> Supplied data
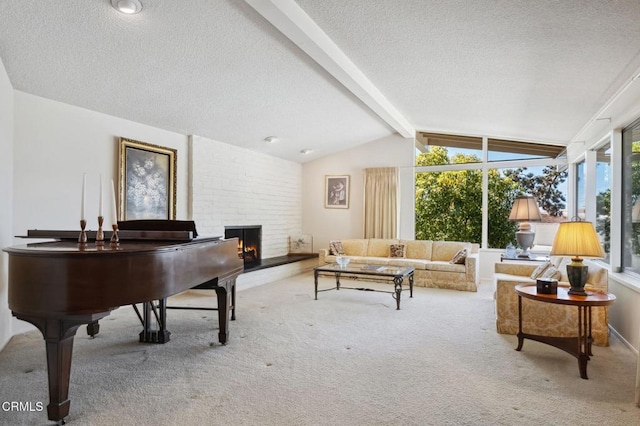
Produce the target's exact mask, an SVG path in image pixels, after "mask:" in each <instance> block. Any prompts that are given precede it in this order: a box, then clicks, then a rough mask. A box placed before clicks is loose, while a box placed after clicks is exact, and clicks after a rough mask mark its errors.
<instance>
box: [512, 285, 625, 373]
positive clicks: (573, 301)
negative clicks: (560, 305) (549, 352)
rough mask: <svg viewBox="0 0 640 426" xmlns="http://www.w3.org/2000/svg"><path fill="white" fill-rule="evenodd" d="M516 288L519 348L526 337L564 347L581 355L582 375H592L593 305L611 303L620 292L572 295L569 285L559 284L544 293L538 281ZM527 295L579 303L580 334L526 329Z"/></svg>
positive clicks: (577, 303)
mask: <svg viewBox="0 0 640 426" xmlns="http://www.w3.org/2000/svg"><path fill="white" fill-rule="evenodd" d="M515 290H516V293H517V294H518V347H517V348H516V350H517V351H520V350H521V349H522V345H523V344H524V339H530V340H535V341H537V342H541V343H546V344H547V345H551V346H554V347H556V348H558V349H562V350H563V351H565V352H567V353H569V354H571V355H573V356H574V357H576V358H577V359H578V368H579V370H580V377H582V378H583V379H588V377H587V361H589V356H593V353H592V352H591V344H592V341H593V338H592V337H591V308H592V307H596V306H609V305H611V304H612V303H613V302H614V301H615V300H616V296H614V295H613V294H610V293H597V292H592V291H588V292H587V295H586V296H577V295H572V294H568V290H569V287H568V286H558V292H557V294H541V293H538V290H537V288H536V285H535V284H533V285H531V284H526V285H525V284H523V285H518V286H516V287H515ZM523 297H524V298H527V299H531V300H535V301H538V302H542V303H555V304H558V305H569V306H575V307H576V308H577V309H578V330H577V331H578V335H577V336H576V337H553V336H540V335H535V334H528V333H523V332H522V298H523Z"/></svg>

> Activity
Among the lines of the records, copy out each one that contains the word "rough".

> Problem solution
Produce the target's exact mask, an SVG path in image pixels, after "mask:" in each <instance> block. Any prompts that are given precede it in this order: a box, then clicks, then a rough mask. A box placed before clicks is loose, while a box placed after clicks is exact, and clicks after a rough mask mark its errors.
rough mask: <svg viewBox="0 0 640 426" xmlns="http://www.w3.org/2000/svg"><path fill="white" fill-rule="evenodd" d="M516 288L519 348L526 337L564 347L581 355L582 375H592L593 305L611 303L620 292L572 295L569 285L559 284L544 293L538 281ZM527 295L579 303L580 334L526 329Z"/></svg>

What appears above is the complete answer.